- [Work to be completed]:
An exact copy of every record is needed.

╭─ Given data

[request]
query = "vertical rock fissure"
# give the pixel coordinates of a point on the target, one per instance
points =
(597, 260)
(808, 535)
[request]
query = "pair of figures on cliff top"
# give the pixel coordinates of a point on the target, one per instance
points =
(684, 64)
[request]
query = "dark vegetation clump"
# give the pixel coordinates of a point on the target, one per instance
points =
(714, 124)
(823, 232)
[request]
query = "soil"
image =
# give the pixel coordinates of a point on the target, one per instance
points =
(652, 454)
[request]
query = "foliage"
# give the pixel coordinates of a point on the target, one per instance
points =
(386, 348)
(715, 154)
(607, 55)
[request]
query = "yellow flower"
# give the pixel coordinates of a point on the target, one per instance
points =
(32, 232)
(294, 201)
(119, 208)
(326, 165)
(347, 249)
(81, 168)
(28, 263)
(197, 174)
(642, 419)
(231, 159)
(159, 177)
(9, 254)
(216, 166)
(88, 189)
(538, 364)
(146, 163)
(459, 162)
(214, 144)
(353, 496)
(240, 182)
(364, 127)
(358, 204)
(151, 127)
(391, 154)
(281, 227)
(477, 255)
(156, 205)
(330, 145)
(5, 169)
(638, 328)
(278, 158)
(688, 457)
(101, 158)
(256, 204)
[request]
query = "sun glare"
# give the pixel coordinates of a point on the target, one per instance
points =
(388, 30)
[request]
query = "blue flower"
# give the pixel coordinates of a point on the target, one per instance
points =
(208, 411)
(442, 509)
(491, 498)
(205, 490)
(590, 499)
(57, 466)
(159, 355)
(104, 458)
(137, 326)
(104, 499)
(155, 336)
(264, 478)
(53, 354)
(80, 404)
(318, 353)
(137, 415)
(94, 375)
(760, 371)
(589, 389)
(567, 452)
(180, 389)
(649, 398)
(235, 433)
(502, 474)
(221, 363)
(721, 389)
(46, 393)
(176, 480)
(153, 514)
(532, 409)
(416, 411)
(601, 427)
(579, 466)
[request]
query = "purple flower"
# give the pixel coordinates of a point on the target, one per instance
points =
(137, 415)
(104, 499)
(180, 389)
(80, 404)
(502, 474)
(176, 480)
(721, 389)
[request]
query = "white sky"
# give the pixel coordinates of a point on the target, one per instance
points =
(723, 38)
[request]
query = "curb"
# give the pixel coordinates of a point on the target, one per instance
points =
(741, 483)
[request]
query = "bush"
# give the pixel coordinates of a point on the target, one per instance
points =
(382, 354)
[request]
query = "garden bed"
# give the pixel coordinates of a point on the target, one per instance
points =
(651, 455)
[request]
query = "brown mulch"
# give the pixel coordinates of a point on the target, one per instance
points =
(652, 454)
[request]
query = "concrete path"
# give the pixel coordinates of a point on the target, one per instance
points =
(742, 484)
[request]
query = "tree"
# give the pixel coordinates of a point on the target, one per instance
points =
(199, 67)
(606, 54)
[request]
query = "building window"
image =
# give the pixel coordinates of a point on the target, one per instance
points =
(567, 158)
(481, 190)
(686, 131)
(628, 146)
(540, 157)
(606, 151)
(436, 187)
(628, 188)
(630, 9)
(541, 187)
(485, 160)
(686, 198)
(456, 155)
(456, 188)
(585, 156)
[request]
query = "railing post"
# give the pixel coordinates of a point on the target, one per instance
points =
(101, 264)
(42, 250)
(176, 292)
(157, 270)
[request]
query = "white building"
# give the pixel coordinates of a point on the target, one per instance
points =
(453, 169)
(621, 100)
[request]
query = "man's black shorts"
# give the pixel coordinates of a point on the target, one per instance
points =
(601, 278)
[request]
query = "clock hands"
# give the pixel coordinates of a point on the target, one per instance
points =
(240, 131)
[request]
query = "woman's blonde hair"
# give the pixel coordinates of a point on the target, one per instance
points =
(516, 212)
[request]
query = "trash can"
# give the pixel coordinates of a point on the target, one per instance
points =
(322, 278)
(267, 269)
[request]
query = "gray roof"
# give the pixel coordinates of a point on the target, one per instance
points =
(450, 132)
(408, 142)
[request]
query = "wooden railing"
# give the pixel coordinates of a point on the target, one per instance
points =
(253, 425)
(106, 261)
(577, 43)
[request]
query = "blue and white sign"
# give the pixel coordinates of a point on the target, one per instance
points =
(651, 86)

╰─

- [Complete answer]:
[request]
query = "vertical rock fissure"
# give the pixel coordinates of a point on the target, one per instance
points =
(597, 260)
(808, 535)
[request]
query = "pair of figures on cliff top"
# give the pixel coordinates of a point on the target, one per instance
points =
(684, 64)
[request]
query = "dark vegetation clump"
# give the pixel coordinates of a point on the target, one per instance
points =
(714, 124)
(823, 232)
[request]
query = "soil"
image =
# give the pixel coordinates of a point on the target, one per instance
points =
(652, 454)
[request]
query = "foliage"
# give the pixel coordinates of a point on the target, one per instance
points =
(386, 348)
(715, 154)
(607, 55)
[request]
query = "yellow flower"
# give the pixel coordinates of a point on the target, one per instance
points =
(32, 232)
(294, 201)
(119, 208)
(326, 165)
(347, 249)
(81, 168)
(28, 263)
(197, 174)
(642, 419)
(231, 159)
(159, 177)
(9, 254)
(216, 166)
(88, 189)
(538, 364)
(146, 163)
(459, 162)
(214, 144)
(353, 496)
(240, 182)
(364, 127)
(358, 204)
(151, 127)
(391, 154)
(281, 227)
(477, 255)
(156, 205)
(330, 145)
(5, 169)
(638, 328)
(278, 158)
(688, 457)
(101, 158)
(256, 204)
[request]
query = "sun glare"
# give the pixel coordinates of a point on the target, one per instance
points =
(388, 30)
[request]
query = "blue flower"
# give the pixel coordinates of a point on the target, one per instance
points =
(208, 411)
(442, 509)
(491, 498)
(205, 490)
(590, 499)
(57, 466)
(159, 355)
(104, 458)
(137, 326)
(104, 499)
(155, 336)
(264, 478)
(53, 354)
(80, 404)
(318, 353)
(137, 415)
(94, 375)
(760, 371)
(589, 389)
(567, 452)
(180, 389)
(649, 398)
(235, 433)
(502, 474)
(221, 363)
(721, 389)
(46, 393)
(176, 480)
(153, 514)
(532, 409)
(416, 411)
(601, 427)
(579, 466)
[request]
query = "purple flower"
# give the pixel coordinates of a point on the target, one per instance
points =
(137, 415)
(104, 499)
(180, 389)
(80, 404)
(502, 474)
(176, 480)
(721, 389)
[request]
query = "white sky"
# give the pixel coordinates of a point on the target, one per instance
points =
(723, 38)
[request]
query = "curb"
# give the pixel coordinates of a point on the target, one per instance
points =
(741, 483)
[request]
query = "bush"
# give the pixel coordinates of a point on the target, one per instance
points =
(382, 354)
[request]
query = "garden bed"
# give the pixel coordinates of a point on the target, one per instance
points =
(651, 455)
[request]
query = "brown mulch"
# give the pixel coordinates of a point on the target, one per instance
points =
(652, 454)
[request]
query = "concrete path"
# give the pixel coordinates of a point on the target, one per instance
points =
(742, 484)
[request]
query = "tree"
# give the pixel coordinates of a point on the target, one per instance
points =
(199, 67)
(606, 54)
[request]
query = "building window"
image =
# give the pixel coordinates of a point on the target, one per instance
points =
(567, 158)
(481, 190)
(686, 131)
(628, 146)
(540, 157)
(606, 151)
(436, 187)
(628, 188)
(630, 9)
(541, 187)
(485, 160)
(686, 198)
(456, 155)
(456, 188)
(585, 156)
[request]
query = "railing post"
# give the pixel coordinates of a point on the target, one per instance
points =
(101, 264)
(42, 250)
(176, 292)
(157, 270)
[request]
query = "white building"
# give the pixel coordinates of a point on the target, one per instance
points =
(453, 169)
(621, 100)
[request]
query = "man's black shorts"
# give the pixel coordinates of a point on the target, one per instance
points =
(601, 278)
[request]
query = "clock hands"
# give the pixel coordinates of a point on the target, one per instance
points =
(240, 131)
[request]
query = "woman's blonde hair"
# give the pixel coordinates of a point on the target, one per instance
points =
(516, 212)
[request]
query = "trash can"
# give the pixel coordinates of a point on the target, one per instance
points =
(322, 278)
(267, 269)
[request]
query = "gray roof"
# give the pixel coordinates of a point on the target, one per instance
points =
(450, 132)
(408, 142)
[request]
query = "wooden railing"
# give the pixel coordinates of a point on the target, one per instance
points =
(253, 425)
(106, 261)
(577, 43)
[request]
query = "blue and white sign"
# give the pixel coordinates of a point on the target, one per instance
points =
(651, 86)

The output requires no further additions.